[Begin Records supplied]
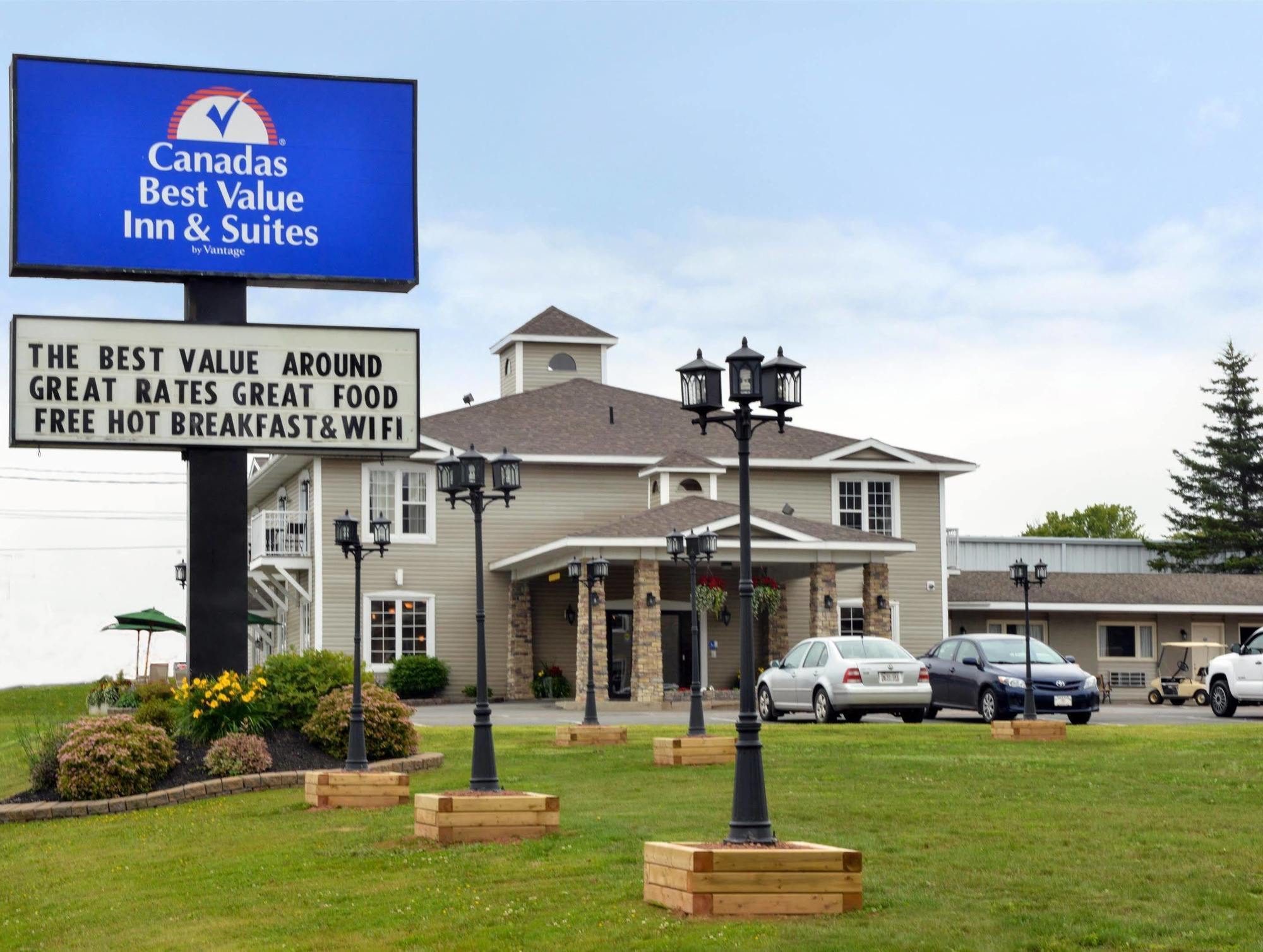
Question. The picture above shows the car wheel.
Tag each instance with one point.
(767, 710)
(988, 705)
(824, 708)
(1222, 700)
[End Records supplied]
### [What you should do]
Copy the lines above word for word, leaving out the pictures.

### [Written answer]
Question. The picture above shows the car wheel.
Tag each instance with one point.
(767, 710)
(988, 705)
(824, 708)
(1222, 700)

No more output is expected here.